## DO THIS
Edit the lines below so that each occurrence of "rings" becomes "loops", leaving everything else unchanged.

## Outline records

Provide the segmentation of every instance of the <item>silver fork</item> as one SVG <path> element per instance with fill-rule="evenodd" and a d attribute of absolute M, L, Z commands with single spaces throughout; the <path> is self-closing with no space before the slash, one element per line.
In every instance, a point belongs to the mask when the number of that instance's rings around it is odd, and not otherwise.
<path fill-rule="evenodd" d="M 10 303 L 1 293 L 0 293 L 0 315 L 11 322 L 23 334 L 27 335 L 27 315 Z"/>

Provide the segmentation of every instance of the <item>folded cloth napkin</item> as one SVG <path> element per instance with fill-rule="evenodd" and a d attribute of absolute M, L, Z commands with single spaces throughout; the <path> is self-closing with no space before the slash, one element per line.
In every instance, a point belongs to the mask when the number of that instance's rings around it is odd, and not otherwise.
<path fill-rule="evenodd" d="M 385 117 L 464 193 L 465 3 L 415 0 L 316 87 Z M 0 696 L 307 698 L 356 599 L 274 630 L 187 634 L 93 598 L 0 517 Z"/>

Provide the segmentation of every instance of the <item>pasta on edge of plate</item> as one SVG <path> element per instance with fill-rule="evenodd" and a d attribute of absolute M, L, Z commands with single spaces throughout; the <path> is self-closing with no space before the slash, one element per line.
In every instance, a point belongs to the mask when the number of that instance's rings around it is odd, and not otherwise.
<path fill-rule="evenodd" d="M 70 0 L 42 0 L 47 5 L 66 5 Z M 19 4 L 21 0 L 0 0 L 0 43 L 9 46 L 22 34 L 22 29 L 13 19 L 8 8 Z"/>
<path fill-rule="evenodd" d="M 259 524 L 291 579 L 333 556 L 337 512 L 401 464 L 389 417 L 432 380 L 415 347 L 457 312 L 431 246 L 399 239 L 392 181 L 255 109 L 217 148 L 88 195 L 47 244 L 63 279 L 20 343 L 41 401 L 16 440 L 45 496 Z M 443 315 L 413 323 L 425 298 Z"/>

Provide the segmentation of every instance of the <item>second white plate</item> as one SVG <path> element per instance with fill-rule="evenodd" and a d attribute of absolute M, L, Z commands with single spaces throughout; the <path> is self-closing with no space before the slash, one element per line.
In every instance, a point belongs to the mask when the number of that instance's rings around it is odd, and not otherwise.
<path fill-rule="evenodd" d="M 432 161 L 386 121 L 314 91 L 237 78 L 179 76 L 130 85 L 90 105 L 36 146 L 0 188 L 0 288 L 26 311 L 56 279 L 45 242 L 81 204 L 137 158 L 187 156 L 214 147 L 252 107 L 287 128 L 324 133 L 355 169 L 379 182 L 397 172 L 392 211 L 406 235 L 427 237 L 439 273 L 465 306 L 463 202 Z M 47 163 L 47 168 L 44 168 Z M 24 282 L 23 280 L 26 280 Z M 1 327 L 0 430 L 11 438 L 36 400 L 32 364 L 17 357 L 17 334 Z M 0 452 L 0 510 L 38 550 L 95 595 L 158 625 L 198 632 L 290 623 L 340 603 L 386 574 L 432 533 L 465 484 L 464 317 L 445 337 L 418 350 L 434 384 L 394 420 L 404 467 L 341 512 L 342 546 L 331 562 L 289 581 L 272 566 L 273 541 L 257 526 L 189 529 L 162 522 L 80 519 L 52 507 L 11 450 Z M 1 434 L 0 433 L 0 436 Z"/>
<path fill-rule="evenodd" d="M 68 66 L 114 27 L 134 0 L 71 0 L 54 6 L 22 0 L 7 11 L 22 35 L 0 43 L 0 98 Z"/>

## TASK RESPONSE
Provide the segmentation of every instance of the <item>silver fork</item> as one SVG <path> element per instance with fill-rule="evenodd" and a d attribute of absolute M, L, Z commands with single spaces throughout; the <path> is self-closing with no space before the slash, one element per line.
In every instance, a point belongs to the mask when the number of that instance's loops around it is odd, and not otherwise.
<path fill-rule="evenodd" d="M 10 303 L 1 293 L 0 293 L 0 315 L 11 322 L 23 334 L 27 335 L 27 315 Z"/>

Provide the segmentation of every instance of the <item>folded cloth napkin</item> as one SVG <path> element per instance with fill-rule="evenodd" and a d attribute of absolute M, L, Z commands with single spaces throughout; the <path> is self-closing with no space before the slash, one element per line.
In every instance, a point belongs to the mask when the number of that instance's loops around it is odd, and not otherwise.
<path fill-rule="evenodd" d="M 385 117 L 464 193 L 465 3 L 415 0 L 316 87 Z M 0 696 L 307 698 L 356 599 L 274 630 L 187 634 L 93 598 L 0 517 Z"/>

Provide the segmentation of every instance of the <item>pasta on edge of plate</item> as one SVG <path> element per instance with fill-rule="evenodd" and a d attribute of absolute M, L, Z commands with single spaces throughout; the <path> is self-closing with no space before the slash, one element per line.
In every instance, a point belongs to the mask when the number of that instance's loops around it is odd, and not otherwise.
<path fill-rule="evenodd" d="M 70 0 L 42 0 L 47 5 L 66 5 Z M 19 4 L 21 0 L 0 0 L 0 43 L 9 46 L 22 34 L 22 29 L 13 19 L 8 8 Z"/>
<path fill-rule="evenodd" d="M 259 524 L 291 579 L 333 556 L 337 512 L 401 464 L 389 417 L 432 380 L 415 347 L 457 312 L 431 246 L 399 239 L 392 181 L 255 109 L 217 148 L 88 195 L 47 244 L 63 279 L 20 343 L 41 401 L 16 440 L 45 496 Z M 443 315 L 413 323 L 425 298 Z"/>

Provide the segmentation of every instance of the <item>second white plate</item> as one SVG <path> element per instance with fill-rule="evenodd" and a d attribute of absolute M, L, Z commands with single spaces throughout; the <path> is self-closing with no space before the slash, one element per line.
In every instance, a point belongs to the mask when the number of that instance's loops around it is odd, and not otherwise.
<path fill-rule="evenodd" d="M 432 161 L 386 121 L 314 91 L 237 78 L 179 76 L 130 85 L 90 105 L 36 146 L 0 188 L 0 288 L 26 311 L 56 279 L 45 242 L 81 204 L 137 158 L 187 156 L 214 147 L 252 107 L 287 128 L 324 133 L 355 169 L 379 182 L 397 172 L 392 211 L 406 235 L 427 237 L 439 273 L 465 306 L 463 202 Z M 47 163 L 47 168 L 44 168 Z M 24 282 L 23 280 L 26 280 Z M 1 327 L 0 430 L 11 438 L 36 400 L 32 364 L 17 357 L 17 334 Z M 0 452 L 0 510 L 38 550 L 95 595 L 158 625 L 198 632 L 290 623 L 340 603 L 386 574 L 432 533 L 465 484 L 464 317 L 445 337 L 418 350 L 434 384 L 394 420 L 404 467 L 341 512 L 342 546 L 331 562 L 289 581 L 272 566 L 273 541 L 257 526 L 189 529 L 162 522 L 80 519 L 52 507 L 11 450 Z M 1 434 L 0 433 L 0 436 Z"/>
<path fill-rule="evenodd" d="M 68 66 L 114 27 L 134 0 L 71 0 L 54 6 L 22 0 L 7 11 L 22 35 L 0 43 L 0 98 Z"/>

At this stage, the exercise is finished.